SELECTED PASSAGE →
◇ ◇ ◇ ◇

The team then selected 148 unique B-cells from the cerebrospinal fluid (the liquid surrounding the brain and spinal cord) for further analysis, looking at the antigens that these B-cells’ antibodies were targeting. The team noted that six of the nine patients had B-cells that targeted an EBV protein called EBNA1, and they performed detailed structural analyses of a particular antibody, called mAb MS39p2w174, that bound to a particular region of EBNA1 referred to as AA365-425.

The scientists then noticed that the AA365-425 region of the EBNA1 protein is structurally quite similar to a part of a human protein called GlialCAM. The GlialCAM protein is expressed by certain cells in the brain, including notably oligodendrocytes — the cells chiefly responsible for producing myelin, the fatty sheath around nerve fibers that is the target of the autoimmune attack in MS.

◇ ◇ ◇ ◇

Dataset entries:

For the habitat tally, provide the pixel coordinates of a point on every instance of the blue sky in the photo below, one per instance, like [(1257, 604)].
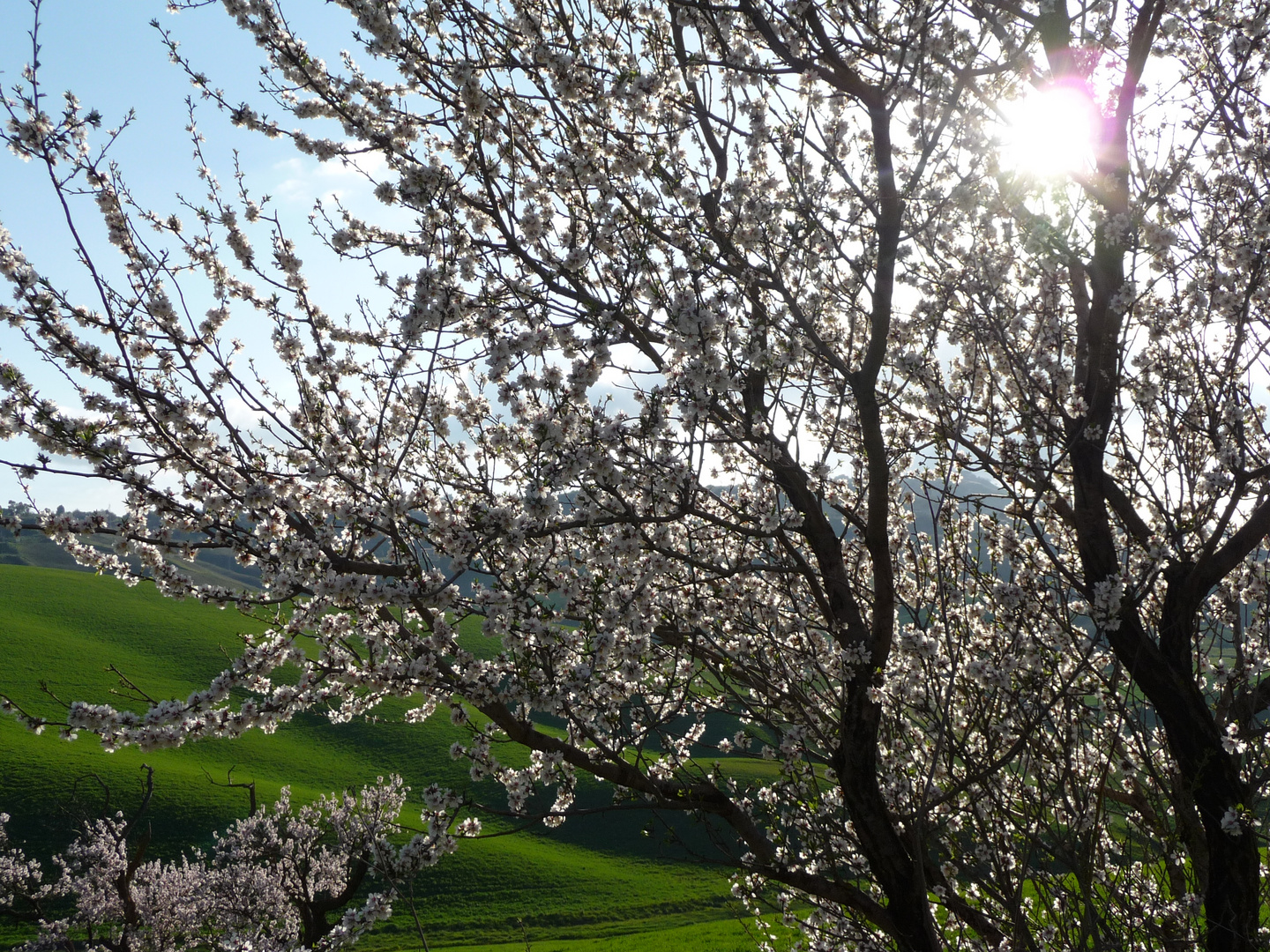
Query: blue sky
[(108, 55)]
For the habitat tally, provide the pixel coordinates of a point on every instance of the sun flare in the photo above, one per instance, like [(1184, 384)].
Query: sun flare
[(1050, 131)]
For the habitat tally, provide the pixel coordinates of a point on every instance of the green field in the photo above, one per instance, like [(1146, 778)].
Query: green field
[(559, 893)]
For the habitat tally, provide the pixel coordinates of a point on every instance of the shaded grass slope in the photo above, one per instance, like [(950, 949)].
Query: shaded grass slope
[(68, 628)]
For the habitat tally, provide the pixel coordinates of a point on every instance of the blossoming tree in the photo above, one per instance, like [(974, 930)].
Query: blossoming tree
[(274, 879), (723, 368)]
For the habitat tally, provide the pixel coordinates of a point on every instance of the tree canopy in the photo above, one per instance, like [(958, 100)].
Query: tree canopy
[(716, 357)]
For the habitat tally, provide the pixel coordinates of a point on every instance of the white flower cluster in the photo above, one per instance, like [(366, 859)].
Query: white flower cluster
[(271, 882)]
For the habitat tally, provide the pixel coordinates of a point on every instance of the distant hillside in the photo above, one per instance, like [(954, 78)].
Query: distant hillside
[(597, 877), (36, 550)]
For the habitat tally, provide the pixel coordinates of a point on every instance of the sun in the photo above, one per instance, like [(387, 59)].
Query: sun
[(1050, 132)]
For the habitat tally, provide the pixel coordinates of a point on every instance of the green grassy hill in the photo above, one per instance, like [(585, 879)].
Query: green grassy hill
[(563, 891)]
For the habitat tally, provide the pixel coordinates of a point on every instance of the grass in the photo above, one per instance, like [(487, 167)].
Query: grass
[(596, 885)]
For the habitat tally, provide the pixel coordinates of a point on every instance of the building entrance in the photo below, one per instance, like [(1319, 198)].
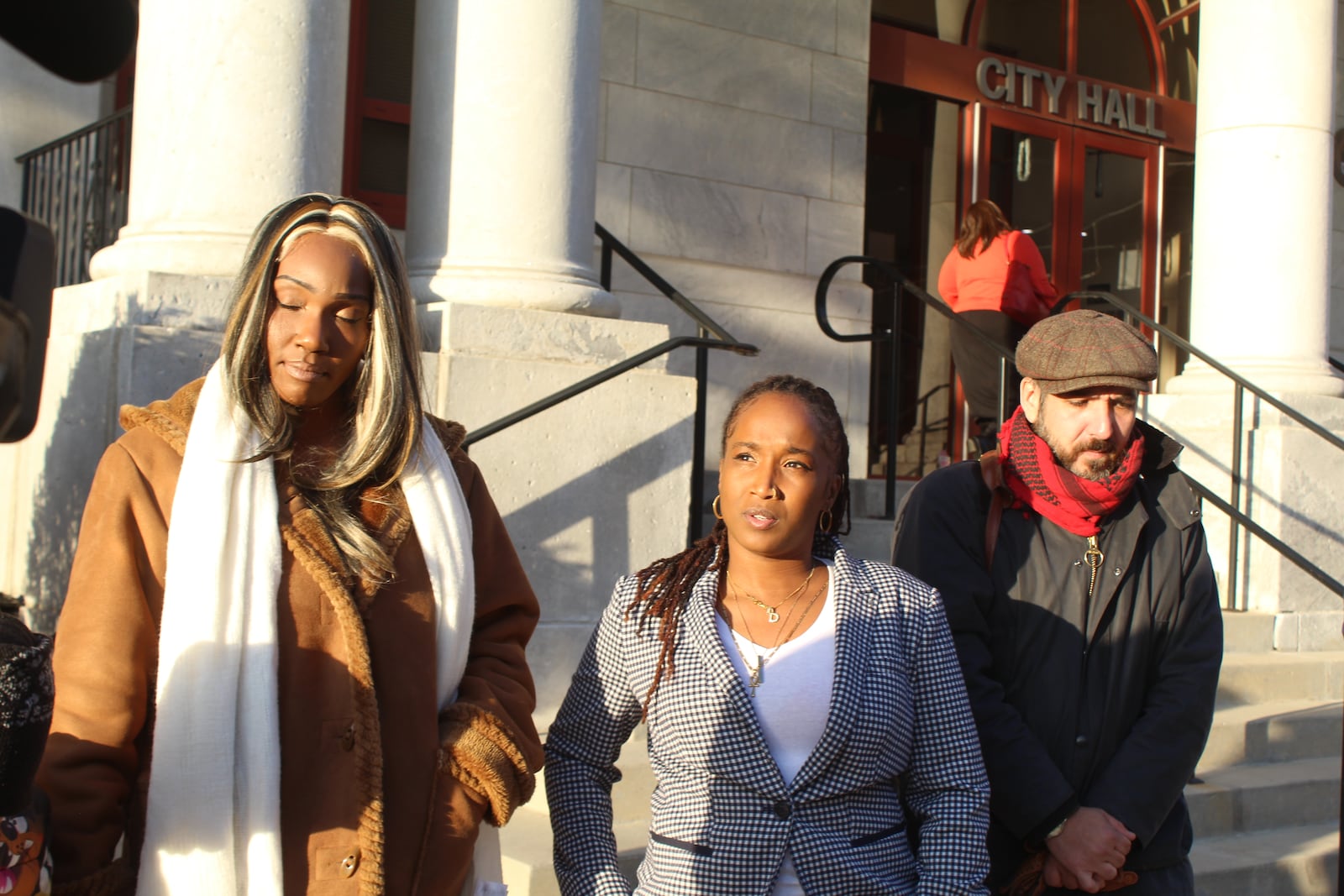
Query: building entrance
[(1088, 199), (1093, 161)]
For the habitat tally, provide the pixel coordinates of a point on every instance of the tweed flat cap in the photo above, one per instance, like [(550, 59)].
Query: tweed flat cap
[(1082, 349)]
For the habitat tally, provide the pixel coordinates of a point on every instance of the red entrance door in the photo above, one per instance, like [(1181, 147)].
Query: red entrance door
[(1089, 199)]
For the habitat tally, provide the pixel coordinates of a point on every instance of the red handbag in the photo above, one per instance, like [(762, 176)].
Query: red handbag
[(1021, 301)]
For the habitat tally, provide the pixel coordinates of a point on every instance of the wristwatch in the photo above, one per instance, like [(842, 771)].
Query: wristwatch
[(1058, 829)]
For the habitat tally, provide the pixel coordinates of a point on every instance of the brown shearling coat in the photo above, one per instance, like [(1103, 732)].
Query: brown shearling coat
[(380, 792)]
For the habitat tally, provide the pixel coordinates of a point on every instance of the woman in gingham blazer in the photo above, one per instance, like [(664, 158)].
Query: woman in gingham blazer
[(806, 718)]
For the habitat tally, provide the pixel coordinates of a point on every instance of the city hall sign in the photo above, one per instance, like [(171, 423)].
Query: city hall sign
[(1077, 100)]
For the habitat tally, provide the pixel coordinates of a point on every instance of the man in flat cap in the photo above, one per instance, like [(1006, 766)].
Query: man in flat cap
[(1073, 569)]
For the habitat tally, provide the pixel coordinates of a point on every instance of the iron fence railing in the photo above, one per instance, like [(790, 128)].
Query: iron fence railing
[(78, 186), (710, 335)]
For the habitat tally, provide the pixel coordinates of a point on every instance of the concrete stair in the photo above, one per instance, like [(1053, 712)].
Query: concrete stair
[(1268, 806)]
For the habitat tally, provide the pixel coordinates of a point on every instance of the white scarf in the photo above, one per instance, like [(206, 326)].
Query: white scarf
[(213, 822)]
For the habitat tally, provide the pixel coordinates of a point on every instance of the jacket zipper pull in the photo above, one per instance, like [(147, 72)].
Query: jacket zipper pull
[(1095, 557)]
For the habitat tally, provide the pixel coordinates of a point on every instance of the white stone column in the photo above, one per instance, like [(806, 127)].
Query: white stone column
[(1263, 196), (239, 107), (515, 129)]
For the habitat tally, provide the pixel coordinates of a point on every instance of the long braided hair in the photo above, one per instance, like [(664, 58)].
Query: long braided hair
[(665, 584)]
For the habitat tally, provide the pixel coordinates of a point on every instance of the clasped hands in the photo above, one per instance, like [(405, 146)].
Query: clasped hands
[(1089, 852)]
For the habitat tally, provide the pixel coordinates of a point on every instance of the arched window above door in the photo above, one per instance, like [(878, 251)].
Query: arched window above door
[(1147, 45)]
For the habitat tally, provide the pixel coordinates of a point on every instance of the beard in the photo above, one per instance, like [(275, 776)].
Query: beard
[(1070, 456)]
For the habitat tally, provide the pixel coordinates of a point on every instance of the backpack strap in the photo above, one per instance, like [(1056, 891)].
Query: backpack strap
[(999, 497)]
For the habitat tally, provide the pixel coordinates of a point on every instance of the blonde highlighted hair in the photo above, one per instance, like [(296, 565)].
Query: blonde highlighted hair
[(385, 398)]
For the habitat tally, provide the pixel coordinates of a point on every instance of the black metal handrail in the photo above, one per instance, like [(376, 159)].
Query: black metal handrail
[(78, 187), (900, 285), (710, 335), (1236, 517), (1241, 385)]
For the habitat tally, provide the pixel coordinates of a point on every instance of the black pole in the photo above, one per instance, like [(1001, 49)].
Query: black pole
[(894, 423), (696, 528)]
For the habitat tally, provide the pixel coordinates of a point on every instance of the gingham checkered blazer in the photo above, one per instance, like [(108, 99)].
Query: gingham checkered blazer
[(897, 765)]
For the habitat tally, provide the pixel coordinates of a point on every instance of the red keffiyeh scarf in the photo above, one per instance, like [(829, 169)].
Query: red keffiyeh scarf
[(1038, 481)]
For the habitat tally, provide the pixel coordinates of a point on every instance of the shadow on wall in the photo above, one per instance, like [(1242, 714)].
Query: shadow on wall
[(605, 506), (105, 369)]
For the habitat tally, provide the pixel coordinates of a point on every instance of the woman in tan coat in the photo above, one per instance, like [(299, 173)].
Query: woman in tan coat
[(292, 587)]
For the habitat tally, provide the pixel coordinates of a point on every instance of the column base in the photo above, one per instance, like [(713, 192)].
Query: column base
[(1276, 378), (549, 291), (1281, 490), (199, 253)]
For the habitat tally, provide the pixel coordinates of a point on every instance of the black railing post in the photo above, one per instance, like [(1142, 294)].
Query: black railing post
[(889, 506), (1234, 526), (606, 266), (77, 186), (702, 391)]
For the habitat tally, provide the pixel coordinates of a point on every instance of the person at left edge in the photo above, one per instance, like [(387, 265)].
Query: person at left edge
[(806, 719), (292, 654)]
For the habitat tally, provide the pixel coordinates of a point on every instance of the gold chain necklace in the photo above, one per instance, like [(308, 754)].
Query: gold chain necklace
[(757, 672), (773, 613)]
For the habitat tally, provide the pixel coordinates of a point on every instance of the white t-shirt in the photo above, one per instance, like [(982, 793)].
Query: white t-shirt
[(793, 698)]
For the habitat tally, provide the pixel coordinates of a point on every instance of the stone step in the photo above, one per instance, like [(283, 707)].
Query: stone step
[(1290, 862), (1272, 732), (1263, 797), (1247, 631), (1265, 678)]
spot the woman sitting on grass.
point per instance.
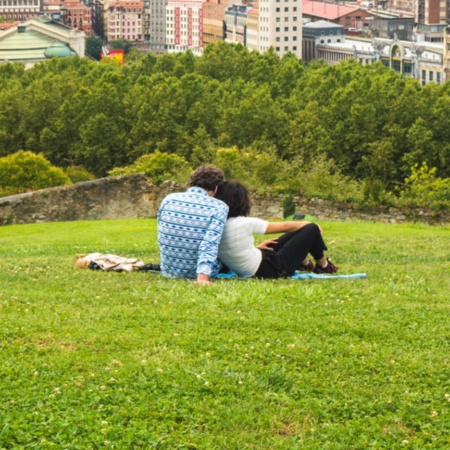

◇ ◇ ◇ ◇

USING THE INFORMATION →
a) According to the passage on B-cells and the EBNA1 protein, how many of the nine patients had B-cells that targeted EBNA1?
b) Continue the passage on B-cells and the EBNA1 protein, starting after its final sentence.

YOUR WRITTEN ANSWERS →
a) Six of the nine patients.

b)
Tests showed that the mAb MS39p2w174 antibody was able to bind to GlialCAM in a similar manner to how it binds to the viral EBNA1 protein. But the two antibody regions that were important for binding to GlialCAM had been altered via SHM: The germline antibody (that is, prior to undergoing SHM) was able to bind to EBNA1, but had little affinity for GlialCAM.

Further testing of the remaining 147 antibodies revealed 10 antibodies from seven patients that bound to the same region of GlialCAM, plus seven antibodies from four patients that bound to other regions of the protein.

The team then looked at blood samples from 36 MS patients and 20 people without MS (controls). While most people had antibodies against EBNA1 — consistent with the widespread prevalence of EBV — MS patients had markedly higher levels of antibodies that targeted GlialCAM.

Additional analyses of two independent groups — one with 71 MS patients and 50 controls, another with 67 patients and 31 controls — also found higher levels of antibodies that target GlialCAM in MS patients.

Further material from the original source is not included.